##### Records for this exercise #####
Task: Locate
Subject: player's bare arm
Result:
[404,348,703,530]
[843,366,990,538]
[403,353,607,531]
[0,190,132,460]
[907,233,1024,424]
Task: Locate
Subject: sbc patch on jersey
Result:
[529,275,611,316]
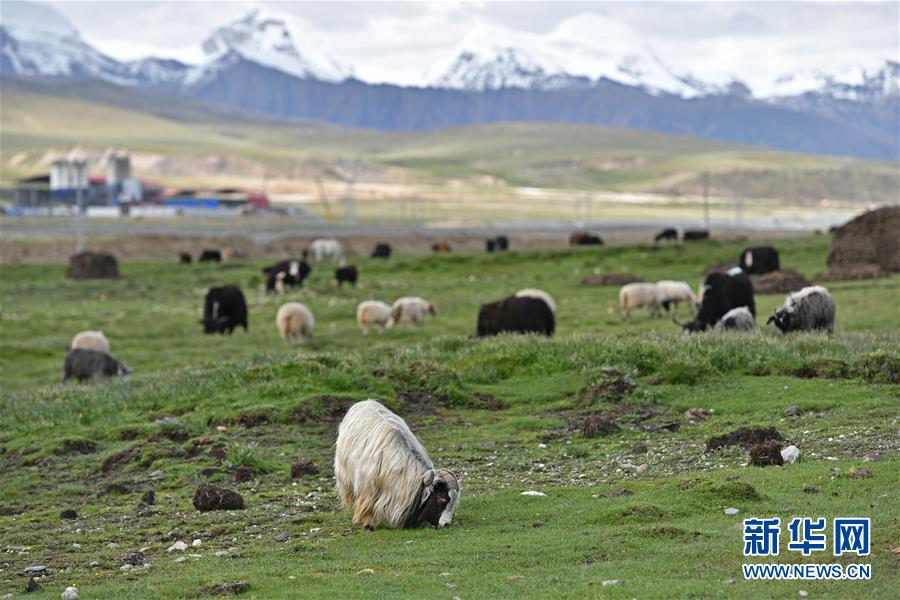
#####
- [Aim of the task]: Rewrite the material above with "Locate" swapped for "Find" throughout and everything else left as it is. Leave the picture out of your answer.

- [Problem solution]:
Task: Find
Subject: player's bare arm
Result:
[404,348,703,530]
[843,366,990,538]
[403,353,607,531]
[0,190,132,460]
[907,233,1024,424]
Task: Find
Subject: sbc patch on jersey
Result:
[529,275,611,316]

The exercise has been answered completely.